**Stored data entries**

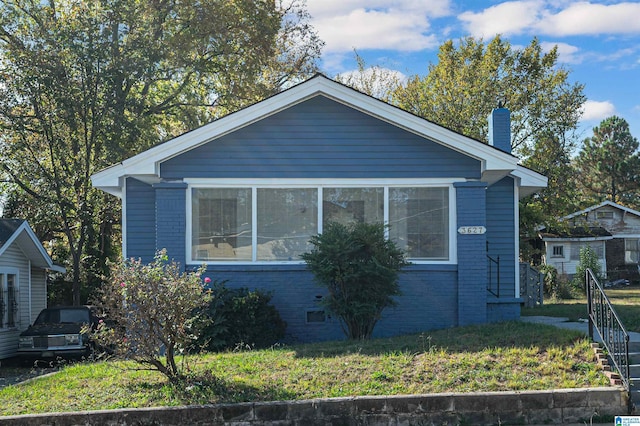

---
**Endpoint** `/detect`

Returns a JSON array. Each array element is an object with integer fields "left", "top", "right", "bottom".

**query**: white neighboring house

[
  {"left": 0, "top": 219, "right": 65, "bottom": 359},
  {"left": 539, "top": 226, "right": 611, "bottom": 278},
  {"left": 540, "top": 201, "right": 640, "bottom": 281}
]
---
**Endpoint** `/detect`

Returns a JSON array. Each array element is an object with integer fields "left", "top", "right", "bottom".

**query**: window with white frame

[
  {"left": 0, "top": 271, "right": 18, "bottom": 328},
  {"left": 257, "top": 188, "right": 318, "bottom": 261},
  {"left": 322, "top": 187, "right": 384, "bottom": 226},
  {"left": 552, "top": 245, "right": 564, "bottom": 257},
  {"left": 189, "top": 184, "right": 452, "bottom": 263},
  {"left": 389, "top": 187, "right": 449, "bottom": 260},
  {"left": 191, "top": 188, "right": 252, "bottom": 261},
  {"left": 625, "top": 239, "right": 640, "bottom": 264}
]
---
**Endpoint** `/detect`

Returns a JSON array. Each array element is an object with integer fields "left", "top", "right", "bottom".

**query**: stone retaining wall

[{"left": 0, "top": 387, "right": 627, "bottom": 425}]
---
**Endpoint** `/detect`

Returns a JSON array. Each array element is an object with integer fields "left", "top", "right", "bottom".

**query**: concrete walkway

[{"left": 521, "top": 315, "right": 640, "bottom": 343}]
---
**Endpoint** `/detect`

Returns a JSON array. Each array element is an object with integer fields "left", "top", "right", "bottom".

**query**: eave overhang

[
  {"left": 0, "top": 221, "right": 66, "bottom": 272},
  {"left": 91, "top": 75, "right": 545, "bottom": 198}
]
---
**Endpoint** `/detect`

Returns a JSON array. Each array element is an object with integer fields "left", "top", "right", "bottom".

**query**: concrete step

[
  {"left": 629, "top": 342, "right": 640, "bottom": 352},
  {"left": 629, "top": 387, "right": 640, "bottom": 410},
  {"left": 630, "top": 352, "right": 640, "bottom": 365},
  {"left": 629, "top": 378, "right": 640, "bottom": 395}
]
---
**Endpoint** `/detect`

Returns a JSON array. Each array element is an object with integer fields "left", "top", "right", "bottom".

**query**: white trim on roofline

[
  {"left": 184, "top": 177, "right": 466, "bottom": 186},
  {"left": 92, "top": 75, "right": 531, "bottom": 197},
  {"left": 0, "top": 221, "right": 65, "bottom": 272},
  {"left": 612, "top": 234, "right": 640, "bottom": 239},
  {"left": 512, "top": 166, "right": 548, "bottom": 198},
  {"left": 561, "top": 200, "right": 640, "bottom": 221},
  {"left": 541, "top": 236, "right": 614, "bottom": 242}
]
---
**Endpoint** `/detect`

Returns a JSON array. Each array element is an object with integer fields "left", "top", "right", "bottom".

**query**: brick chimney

[{"left": 488, "top": 107, "right": 511, "bottom": 154}]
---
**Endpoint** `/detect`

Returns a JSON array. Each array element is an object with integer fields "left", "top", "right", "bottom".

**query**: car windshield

[{"left": 34, "top": 308, "right": 90, "bottom": 325}]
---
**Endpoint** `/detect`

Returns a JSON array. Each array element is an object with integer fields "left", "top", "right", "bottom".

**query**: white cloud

[
  {"left": 306, "top": 0, "right": 451, "bottom": 20},
  {"left": 459, "top": 1, "right": 640, "bottom": 38},
  {"left": 537, "top": 2, "right": 640, "bottom": 36},
  {"left": 315, "top": 9, "right": 439, "bottom": 53},
  {"left": 541, "top": 41, "right": 584, "bottom": 64},
  {"left": 458, "top": 1, "right": 544, "bottom": 38},
  {"left": 581, "top": 100, "right": 616, "bottom": 122},
  {"left": 306, "top": 0, "right": 452, "bottom": 54}
]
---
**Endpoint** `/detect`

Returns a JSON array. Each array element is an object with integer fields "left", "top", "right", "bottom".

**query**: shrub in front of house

[
  {"left": 92, "top": 249, "right": 210, "bottom": 381},
  {"left": 191, "top": 281, "right": 286, "bottom": 352},
  {"left": 301, "top": 221, "right": 409, "bottom": 340}
]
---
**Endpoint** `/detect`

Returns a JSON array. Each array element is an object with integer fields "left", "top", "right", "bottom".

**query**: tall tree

[
  {"left": 392, "top": 36, "right": 585, "bottom": 154},
  {"left": 519, "top": 131, "right": 580, "bottom": 262},
  {"left": 334, "top": 51, "right": 404, "bottom": 103},
  {"left": 0, "top": 0, "right": 322, "bottom": 304},
  {"left": 574, "top": 116, "right": 640, "bottom": 207}
]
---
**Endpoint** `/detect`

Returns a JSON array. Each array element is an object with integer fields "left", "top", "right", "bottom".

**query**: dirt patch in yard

[{"left": 0, "top": 357, "right": 59, "bottom": 389}]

**What you are asked to do**
Give back every record precisely as it stands, without the images.

**Output for this exercise**
---
**Endpoint** `/detect`

Returns a JSON array. Each array element is an object with integer fields "left", "top", "right", "bottom".

**query**: white neighboring house

[
  {"left": 0, "top": 219, "right": 65, "bottom": 359},
  {"left": 539, "top": 226, "right": 611, "bottom": 278},
  {"left": 540, "top": 201, "right": 640, "bottom": 281}
]
---
**Endpoint** `/detect`

Returns a JSON array. Each array element is an object with integer fields "left", "top", "right", "bottom".

**query**: window with white frame

[
  {"left": 0, "top": 271, "right": 18, "bottom": 328},
  {"left": 257, "top": 188, "right": 318, "bottom": 261},
  {"left": 322, "top": 187, "right": 384, "bottom": 226},
  {"left": 552, "top": 245, "right": 564, "bottom": 257},
  {"left": 189, "top": 184, "right": 452, "bottom": 263},
  {"left": 389, "top": 187, "right": 449, "bottom": 260},
  {"left": 191, "top": 188, "right": 252, "bottom": 261},
  {"left": 625, "top": 239, "right": 640, "bottom": 264}
]
---
**Endpoint** `/detect`

Returns a JSON array. Each array element is an object with integer fields "left", "top", "right", "bottom".

**query**: stone retaining wall

[{"left": 0, "top": 387, "right": 627, "bottom": 425}]
---
**Endpoint** `/detect`

Returns a JSON array. Each array element is an object with integer fields "left", "top", "right", "bottom".

**query**: concrete walkway

[{"left": 521, "top": 315, "right": 640, "bottom": 343}]
---
**Endpoint** `/detect`

Returns a JSON array. Each array element is an object with integer fields "left", "top", "right", "bottom".

**query**: eave overhang

[
  {"left": 0, "top": 221, "right": 66, "bottom": 272},
  {"left": 91, "top": 75, "right": 545, "bottom": 198}
]
---
**Endpoint** `/detect`

Returns a JSON array. Each array element is an object with integer fields "left", "top", "right", "bottom".

**query**: concrete step

[
  {"left": 629, "top": 342, "right": 640, "bottom": 352},
  {"left": 629, "top": 387, "right": 640, "bottom": 410},
  {"left": 630, "top": 352, "right": 640, "bottom": 365},
  {"left": 629, "top": 378, "right": 640, "bottom": 395}
]
---
**Endpoint** `/detect`

Returns a JSON array. Each array element is an object with integer fields "left", "top", "right", "bottom".

**query**: white trim on roofline

[
  {"left": 184, "top": 177, "right": 466, "bottom": 186},
  {"left": 92, "top": 75, "right": 531, "bottom": 197},
  {"left": 0, "top": 221, "right": 65, "bottom": 272},
  {"left": 612, "top": 234, "right": 640, "bottom": 239},
  {"left": 512, "top": 166, "right": 548, "bottom": 198},
  {"left": 561, "top": 200, "right": 640, "bottom": 221},
  {"left": 541, "top": 236, "right": 614, "bottom": 242}
]
---
**Endpoint** `/detect`

Returns a JSON array. Each array element is an object with integer fields "left", "top", "right", "bottom".

**query**: brick chimney

[{"left": 488, "top": 107, "right": 511, "bottom": 154}]
---
**Endpoint** `/detect`

Returns a JSON array. Each array element is an object with integer fields "left", "top", "right", "bottom".

**query**: car windshield

[{"left": 34, "top": 308, "right": 90, "bottom": 325}]
---
**Endpoint** `/detect`

Returns a JSON array. Each array element is an object with integer fields "left", "top", "right", "bottom".

**query**: white cloud

[
  {"left": 306, "top": 0, "right": 451, "bottom": 20},
  {"left": 459, "top": 1, "right": 640, "bottom": 38},
  {"left": 537, "top": 2, "right": 640, "bottom": 36},
  {"left": 315, "top": 9, "right": 439, "bottom": 53},
  {"left": 541, "top": 41, "right": 584, "bottom": 64},
  {"left": 458, "top": 1, "right": 544, "bottom": 38},
  {"left": 581, "top": 100, "right": 616, "bottom": 122},
  {"left": 306, "top": 0, "right": 452, "bottom": 54}
]
---
**Endpoint** `/detect`

Returns a JSON array. Each array element is an object with integer fields "left", "top", "right", "bottom".

**query**: shrub in front of house

[
  {"left": 92, "top": 249, "right": 210, "bottom": 381},
  {"left": 191, "top": 281, "right": 286, "bottom": 352},
  {"left": 301, "top": 221, "right": 409, "bottom": 340}
]
---
**Endpoint** `/detect`

Returns a JSON array. Each array element is an object with integer fields "left", "top", "right", "bottom".

**query**: tall tree

[
  {"left": 392, "top": 36, "right": 585, "bottom": 154},
  {"left": 519, "top": 131, "right": 580, "bottom": 262},
  {"left": 334, "top": 51, "right": 404, "bottom": 103},
  {"left": 0, "top": 0, "right": 322, "bottom": 304},
  {"left": 574, "top": 116, "right": 640, "bottom": 207}
]
---
**Endpoint** `/detect`

Returns a JSON array. Each array element is an object with integer fields "left", "top", "right", "bottom".

**query**: dirt patch in yard

[{"left": 0, "top": 357, "right": 59, "bottom": 389}]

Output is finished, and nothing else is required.